### Work instruction
Filter the lines below, keeping each one that holds "flower".

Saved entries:
________________
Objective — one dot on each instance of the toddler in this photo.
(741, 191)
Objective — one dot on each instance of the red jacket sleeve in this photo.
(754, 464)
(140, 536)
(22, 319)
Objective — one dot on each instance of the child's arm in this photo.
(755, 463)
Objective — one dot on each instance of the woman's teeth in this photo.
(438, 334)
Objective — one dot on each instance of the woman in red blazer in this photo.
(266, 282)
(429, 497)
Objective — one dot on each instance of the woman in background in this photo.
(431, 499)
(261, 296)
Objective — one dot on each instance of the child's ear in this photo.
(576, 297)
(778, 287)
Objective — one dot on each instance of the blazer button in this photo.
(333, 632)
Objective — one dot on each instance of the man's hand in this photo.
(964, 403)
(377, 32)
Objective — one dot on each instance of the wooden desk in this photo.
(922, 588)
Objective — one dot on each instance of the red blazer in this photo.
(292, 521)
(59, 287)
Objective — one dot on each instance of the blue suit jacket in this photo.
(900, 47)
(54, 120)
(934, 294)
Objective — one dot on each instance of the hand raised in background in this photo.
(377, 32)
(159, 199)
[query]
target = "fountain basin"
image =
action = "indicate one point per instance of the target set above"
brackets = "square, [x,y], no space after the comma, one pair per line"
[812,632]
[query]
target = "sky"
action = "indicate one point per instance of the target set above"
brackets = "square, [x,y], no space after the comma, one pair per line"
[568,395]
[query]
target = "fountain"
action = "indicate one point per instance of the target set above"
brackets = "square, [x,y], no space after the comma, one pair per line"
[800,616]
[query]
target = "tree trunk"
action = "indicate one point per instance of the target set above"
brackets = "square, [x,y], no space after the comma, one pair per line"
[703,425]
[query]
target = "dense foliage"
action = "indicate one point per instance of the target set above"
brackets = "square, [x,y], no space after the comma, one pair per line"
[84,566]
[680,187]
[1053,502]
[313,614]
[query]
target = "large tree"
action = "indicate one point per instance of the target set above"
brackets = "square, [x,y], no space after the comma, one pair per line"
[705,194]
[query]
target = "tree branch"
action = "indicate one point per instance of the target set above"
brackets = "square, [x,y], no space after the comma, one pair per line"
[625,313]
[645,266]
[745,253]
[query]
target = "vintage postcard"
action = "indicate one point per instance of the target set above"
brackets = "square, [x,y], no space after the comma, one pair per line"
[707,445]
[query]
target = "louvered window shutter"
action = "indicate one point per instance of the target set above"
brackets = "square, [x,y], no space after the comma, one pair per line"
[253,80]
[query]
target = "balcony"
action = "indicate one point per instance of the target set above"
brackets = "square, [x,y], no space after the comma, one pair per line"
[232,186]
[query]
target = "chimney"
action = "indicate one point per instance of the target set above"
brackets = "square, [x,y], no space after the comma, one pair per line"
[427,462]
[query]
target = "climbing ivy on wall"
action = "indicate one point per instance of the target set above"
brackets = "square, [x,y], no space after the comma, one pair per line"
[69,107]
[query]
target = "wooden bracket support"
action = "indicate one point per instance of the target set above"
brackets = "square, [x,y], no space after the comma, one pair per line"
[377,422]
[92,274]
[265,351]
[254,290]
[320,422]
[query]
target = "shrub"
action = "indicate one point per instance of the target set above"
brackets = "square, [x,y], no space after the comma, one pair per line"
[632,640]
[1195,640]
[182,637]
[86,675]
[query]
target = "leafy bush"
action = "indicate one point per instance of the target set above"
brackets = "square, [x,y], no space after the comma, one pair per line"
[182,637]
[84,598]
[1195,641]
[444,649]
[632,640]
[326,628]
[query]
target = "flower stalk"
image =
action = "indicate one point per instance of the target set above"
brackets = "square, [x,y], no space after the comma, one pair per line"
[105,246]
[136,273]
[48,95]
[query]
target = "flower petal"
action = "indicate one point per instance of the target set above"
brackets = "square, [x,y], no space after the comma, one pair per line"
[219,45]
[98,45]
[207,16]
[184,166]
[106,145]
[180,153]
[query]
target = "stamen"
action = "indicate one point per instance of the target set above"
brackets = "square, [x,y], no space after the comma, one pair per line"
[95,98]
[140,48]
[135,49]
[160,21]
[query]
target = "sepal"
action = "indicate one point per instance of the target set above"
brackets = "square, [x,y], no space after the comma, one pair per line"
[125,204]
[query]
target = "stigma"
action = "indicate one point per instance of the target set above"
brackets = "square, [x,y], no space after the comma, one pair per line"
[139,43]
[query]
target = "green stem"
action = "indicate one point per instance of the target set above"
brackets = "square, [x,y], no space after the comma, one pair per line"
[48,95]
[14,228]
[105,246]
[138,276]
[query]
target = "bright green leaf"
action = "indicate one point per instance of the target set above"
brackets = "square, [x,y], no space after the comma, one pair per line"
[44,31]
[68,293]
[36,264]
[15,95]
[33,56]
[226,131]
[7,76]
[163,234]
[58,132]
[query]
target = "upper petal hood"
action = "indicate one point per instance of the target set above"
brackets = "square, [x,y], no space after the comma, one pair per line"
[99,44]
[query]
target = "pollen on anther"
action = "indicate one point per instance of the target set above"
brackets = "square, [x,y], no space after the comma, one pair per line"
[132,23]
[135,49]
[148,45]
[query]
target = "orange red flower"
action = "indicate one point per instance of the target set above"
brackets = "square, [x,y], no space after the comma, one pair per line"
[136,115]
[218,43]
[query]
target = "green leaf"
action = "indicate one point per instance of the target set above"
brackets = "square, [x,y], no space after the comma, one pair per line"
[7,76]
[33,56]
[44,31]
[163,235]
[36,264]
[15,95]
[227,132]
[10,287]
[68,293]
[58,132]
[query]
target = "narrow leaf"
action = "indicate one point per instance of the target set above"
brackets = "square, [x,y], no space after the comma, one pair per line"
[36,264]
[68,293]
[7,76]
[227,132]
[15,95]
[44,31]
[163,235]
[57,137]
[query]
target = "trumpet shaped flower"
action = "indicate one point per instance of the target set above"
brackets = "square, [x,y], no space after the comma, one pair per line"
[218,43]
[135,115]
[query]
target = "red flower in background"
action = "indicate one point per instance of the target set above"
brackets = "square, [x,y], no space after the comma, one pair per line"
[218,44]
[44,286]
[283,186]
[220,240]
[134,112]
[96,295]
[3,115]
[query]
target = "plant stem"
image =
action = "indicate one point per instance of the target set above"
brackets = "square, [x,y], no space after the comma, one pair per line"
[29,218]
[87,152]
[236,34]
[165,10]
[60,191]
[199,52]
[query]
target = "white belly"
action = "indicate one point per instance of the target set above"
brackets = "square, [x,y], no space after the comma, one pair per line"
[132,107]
________________
### Result of the exercise
target = "flower stalk"
target = "flower petal"
target = "orange red flower"
target = "trumpet shaped flower"
target = "red flower in background"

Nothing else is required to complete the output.